WORK INSTRUCTIONS –
List every case cited by name in the memorandum order below.
━━━ EXTRACT ━━━
United States District Court, E.D. Pennsylvania
Nov 27, 2001
Civil Action No. 01-1733 (E.D. Pa. Nov. 27, 2001)

Opinion

Civil Action No. 01-1733

November 27, 2001


MEMORANDUM ORDER


Plaintiff seeks review on procedural grounds of an arbitration decision at proceedings held pursuant to his collective bargaining agreement. Plaintiff also asserts claims against his former employer, Consolidated Rail Corporation ("Conrail"), and former union representative, United Transportation Union ("UTU"), for breach of the duty of fair representation. Presently before the court is defendant UTU's Motion to Dismiss plaintiff's complaint.

Dismissal for failure to state a claim is appropriate when it clearly appears that plaintiff can prove no set of facts in support of the claim which would entitle him to relief. See Conley v. Gibson, 355 U.S. 41, 45-46 (1957); Robb v. City of Philadelphia, 733 F.2d 286, 290 (3d Cir. 1984). Such a motion tests the legal sufficiency of a claim while accepting the veracity of the claimant's allegations. See Markowitz v. Northeast Land Co., 906 F.2d 100, 103 (3d Cir. 1990); Sturm v. Clark, 835 F.2d 1009, 1011 (3d Cir. 1987); Winterberg v. CNA Ins. Co., 868 F. Supp. 713, 718 (E.D.Pa. 1994), aff'd, 72 F.3d 318 (3d Cir. 1995). A complaint may be dismissed when the facts alleged and the reasonable inferences therefrom are legally insufficient to support the relief sought. See Pennsylvania ex rel. Zimmerman v. PepsiCo., Inc., 836 F.2d 173, 179 (3d Cir. 1988).
━━━ RECORDED DATA ━━━
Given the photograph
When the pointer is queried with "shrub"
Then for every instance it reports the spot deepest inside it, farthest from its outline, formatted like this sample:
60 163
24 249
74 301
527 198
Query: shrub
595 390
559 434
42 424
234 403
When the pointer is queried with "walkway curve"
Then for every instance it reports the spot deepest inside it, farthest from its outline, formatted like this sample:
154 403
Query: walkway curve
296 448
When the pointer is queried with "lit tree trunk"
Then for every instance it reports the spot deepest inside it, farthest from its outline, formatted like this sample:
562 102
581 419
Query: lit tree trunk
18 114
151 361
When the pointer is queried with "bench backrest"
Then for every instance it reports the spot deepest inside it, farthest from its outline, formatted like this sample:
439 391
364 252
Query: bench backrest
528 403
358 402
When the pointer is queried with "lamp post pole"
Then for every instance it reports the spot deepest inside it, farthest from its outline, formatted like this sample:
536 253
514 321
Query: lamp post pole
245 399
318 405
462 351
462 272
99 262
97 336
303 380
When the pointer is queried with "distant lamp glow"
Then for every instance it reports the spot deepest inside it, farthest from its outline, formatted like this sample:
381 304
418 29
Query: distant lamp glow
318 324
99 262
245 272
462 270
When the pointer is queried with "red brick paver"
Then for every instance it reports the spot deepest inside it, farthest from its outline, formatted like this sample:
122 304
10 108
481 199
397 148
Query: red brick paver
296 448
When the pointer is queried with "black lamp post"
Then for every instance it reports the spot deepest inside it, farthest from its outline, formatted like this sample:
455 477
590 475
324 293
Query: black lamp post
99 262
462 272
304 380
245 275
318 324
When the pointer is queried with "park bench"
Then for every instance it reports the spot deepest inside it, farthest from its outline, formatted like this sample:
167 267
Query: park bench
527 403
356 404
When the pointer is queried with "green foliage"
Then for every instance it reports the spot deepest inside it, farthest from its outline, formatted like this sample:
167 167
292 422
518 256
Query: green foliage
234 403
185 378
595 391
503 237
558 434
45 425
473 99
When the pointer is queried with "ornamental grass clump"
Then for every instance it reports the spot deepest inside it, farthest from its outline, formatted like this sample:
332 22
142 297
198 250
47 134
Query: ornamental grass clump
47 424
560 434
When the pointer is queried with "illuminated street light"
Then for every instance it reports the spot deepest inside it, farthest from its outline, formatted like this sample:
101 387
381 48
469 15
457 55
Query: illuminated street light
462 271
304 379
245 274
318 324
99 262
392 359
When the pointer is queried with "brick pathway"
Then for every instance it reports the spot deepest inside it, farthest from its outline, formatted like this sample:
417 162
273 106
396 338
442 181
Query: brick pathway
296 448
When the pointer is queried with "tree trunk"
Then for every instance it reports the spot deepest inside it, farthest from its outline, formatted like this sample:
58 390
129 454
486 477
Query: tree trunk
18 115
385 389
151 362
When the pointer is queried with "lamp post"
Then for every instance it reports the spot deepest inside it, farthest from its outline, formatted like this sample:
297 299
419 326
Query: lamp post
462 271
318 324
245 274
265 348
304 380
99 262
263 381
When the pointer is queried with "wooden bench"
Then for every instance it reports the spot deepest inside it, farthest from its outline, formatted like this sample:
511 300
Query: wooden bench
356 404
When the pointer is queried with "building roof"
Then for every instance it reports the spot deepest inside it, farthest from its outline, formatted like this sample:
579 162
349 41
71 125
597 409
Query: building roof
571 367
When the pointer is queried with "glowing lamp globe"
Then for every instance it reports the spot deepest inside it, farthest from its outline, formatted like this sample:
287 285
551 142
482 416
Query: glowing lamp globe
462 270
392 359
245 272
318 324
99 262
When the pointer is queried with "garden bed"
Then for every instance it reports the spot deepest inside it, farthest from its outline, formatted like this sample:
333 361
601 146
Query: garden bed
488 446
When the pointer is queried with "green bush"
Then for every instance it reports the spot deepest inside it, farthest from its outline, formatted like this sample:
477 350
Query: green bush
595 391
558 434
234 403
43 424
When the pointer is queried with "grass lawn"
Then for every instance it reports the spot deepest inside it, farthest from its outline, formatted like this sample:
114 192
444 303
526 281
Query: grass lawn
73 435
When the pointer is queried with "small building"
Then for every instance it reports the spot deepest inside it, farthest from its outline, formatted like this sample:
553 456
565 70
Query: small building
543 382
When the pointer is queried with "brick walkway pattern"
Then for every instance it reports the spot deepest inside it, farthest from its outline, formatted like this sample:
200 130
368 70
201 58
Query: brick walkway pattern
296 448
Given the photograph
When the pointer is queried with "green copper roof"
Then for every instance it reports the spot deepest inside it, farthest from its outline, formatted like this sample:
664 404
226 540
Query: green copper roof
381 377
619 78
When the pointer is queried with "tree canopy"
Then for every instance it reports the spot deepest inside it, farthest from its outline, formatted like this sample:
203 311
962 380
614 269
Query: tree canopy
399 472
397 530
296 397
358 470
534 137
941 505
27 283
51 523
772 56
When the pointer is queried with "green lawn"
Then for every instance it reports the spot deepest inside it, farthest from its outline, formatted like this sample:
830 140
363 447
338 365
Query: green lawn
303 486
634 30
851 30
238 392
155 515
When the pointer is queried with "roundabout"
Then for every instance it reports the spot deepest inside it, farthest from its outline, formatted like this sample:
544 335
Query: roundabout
━━━
OUTPUT OF THE TASK –
Conley v. Gibson
Robb v. City of Philadelphia
Markowitz v. Northeast Land Co.
Sturm v. Clark
Winterberg v. CNA Ins. Co.
Pennsylvania ex rel. Zimmerman v. PepsiCo., Inc.